**Excerpt provided**
The system-upgrade-controller is not updating tainted nodes
This document (000021800) is provided subject to the disclaimer at the end of this document.
Environment
- Product: Standalone Rancher Kubernetes Engine (RKE2) / K3s (not Rancher-deployed clusters)
- Component: system-upgrade-controller
- Versions Affected: All versions of system-upgrade-controller
- Kubernetes Versions: 1.21.x and above
- Operating Systems: All supported Linux distributions
Situation
When attempting to perform an automated upgrade of a standalone RKE2 or K3s cluster using the system-upgrade-controller, nodes with taints may be skipped during the upgrade process. The upgrade jobs are created, but they remain in a pending state indefinitely for tainted nodes. The system-upgrade-controller logs may show that plans were applied, but some nodes are not receiving the upgrade.
Users observe that:
- Non-tainted nodes upgrade successfully
- Tainted nodes (such as Longhorn storage nodes with node.longhorn.io/create-default-disk:NoSchedule) remain on the old version
- The upgrade plan shows as applied, but doesn't complete for all nodes
Resolution
To resolve this issue, modify your Plan resource to include the appropriate tolerations for the tainted nodes. Here's how to do it:
Option 1: Add specific tolerations for Longhorn nodes
If you know the specific taints on your nodes (such as Longhorn storage nodes), you can add those specific tolerations:
apiVersion: upgrade.cattle.io/v1
kind: Plan
metadata:
name: k3s-upgrade
namespace: system-upgrade
spec:
concurrency: 1
version: v1.32.3+rke2r1
nodeSelector:
matchExpressions:
- key: kubernetes.io/os
operator: In
values:
- linux
serviceAccountName: system-upgrade
cordon: true
upgrade:
image: rancher/k3s-upgrade
# Add tolerations for Longhorn tainted nodes
tolerations:
- key: "node.longhorn.io/create-default-disk"
operator: "Exists"
effect: "NoSchedule"
# Add any other specific tolerations your nodes might have
Option 2: Ignore all taints (recommended for mixed workload clusters)
For clusters with multiple types of taints, you can use a blanket toleration that ignores all taints:
apiVersion: upgrade.cattle.io/v1
kind: Plan
metadata:
name: agent-plan
namespace: system-upgrade
labels:
rke2-upgrade: agent
spec:
concurrency: 1
cordon: true
drain:
force: true
nodeSelector:
matchExpressions:
- key: beta.kubernetes.io/os
operator: In
values:
- linux
- key: node-role.kubernetes.io/control-plane
operator: NotIn
values:
- "true"

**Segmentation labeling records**
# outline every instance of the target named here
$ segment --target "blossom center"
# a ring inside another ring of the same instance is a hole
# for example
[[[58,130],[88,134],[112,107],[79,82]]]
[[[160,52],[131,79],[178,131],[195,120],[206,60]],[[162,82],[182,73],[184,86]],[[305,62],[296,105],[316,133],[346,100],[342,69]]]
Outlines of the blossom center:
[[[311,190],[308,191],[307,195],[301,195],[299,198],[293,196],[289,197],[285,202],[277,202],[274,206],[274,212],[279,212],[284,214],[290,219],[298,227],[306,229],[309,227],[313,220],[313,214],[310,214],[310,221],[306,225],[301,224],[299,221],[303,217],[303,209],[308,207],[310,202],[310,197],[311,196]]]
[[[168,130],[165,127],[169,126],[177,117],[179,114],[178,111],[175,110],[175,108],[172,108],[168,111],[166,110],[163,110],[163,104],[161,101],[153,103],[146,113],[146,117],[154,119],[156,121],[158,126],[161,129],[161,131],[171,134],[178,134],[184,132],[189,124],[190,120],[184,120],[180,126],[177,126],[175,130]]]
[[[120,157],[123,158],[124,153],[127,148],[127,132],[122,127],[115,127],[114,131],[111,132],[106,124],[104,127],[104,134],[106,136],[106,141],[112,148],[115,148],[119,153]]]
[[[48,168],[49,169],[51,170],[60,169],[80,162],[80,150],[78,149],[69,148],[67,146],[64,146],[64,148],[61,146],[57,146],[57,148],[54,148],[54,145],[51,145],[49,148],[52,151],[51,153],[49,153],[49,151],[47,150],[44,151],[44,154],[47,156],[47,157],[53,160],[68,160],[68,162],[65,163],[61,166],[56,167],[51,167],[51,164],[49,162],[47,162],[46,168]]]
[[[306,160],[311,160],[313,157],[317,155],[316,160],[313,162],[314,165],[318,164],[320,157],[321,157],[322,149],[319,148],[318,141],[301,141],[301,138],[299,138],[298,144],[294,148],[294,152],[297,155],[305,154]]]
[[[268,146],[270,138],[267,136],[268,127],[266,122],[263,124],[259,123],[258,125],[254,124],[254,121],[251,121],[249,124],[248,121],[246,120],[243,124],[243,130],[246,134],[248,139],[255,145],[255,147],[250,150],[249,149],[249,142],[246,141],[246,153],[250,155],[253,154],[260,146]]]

**Problems to solve**
- a) In the article on the system-upgrade-controller skipping tainted nodes, what happens to the upgrade jobs created for tainted nodes?
- b) Pick up the article on the system-upgrade-controller and tainted nodes after its last line and carry it on.

**Set of answers**
- a) They remain in a pending state indefinitely.

- b)
prepare:
args:
- prepare
- server-plan
image: rancher/rke2-upgrade
serviceAccountName: system-upgrade
# This single toleration will ignore ALL taints
tolerations:
- operator: Exists
upgrade:
image: rancher/rke2-upgrade
version: v1.32.3+rke2r1
Apply the updated Plan:
kubectl apply -f your-plan.yaml
Verify that the upgrade jobs are now being scheduled on the tainted nodes:
kubectl get pods -n system-upgrade -w
If needed, you can check node versions after the upgrade completes:
kubectl get nodes -o wide
Cause
This issue occurs because, by default, the system-upgrade-controller doesn't deploy upgrade jobs on tainted nodes. The upgrade job pods respect node taints unless explicitly configured to tolerate them.
The system-upgrade-controller creates upgrade jobs as standard Kubernetes pods, and these pods follow the normal scheduling rules, including respecting node taints. Since taints are specifically designed to prevent pods from being scheduled on nodes, the upgrade jobs can't be scheduled on tainted nodes.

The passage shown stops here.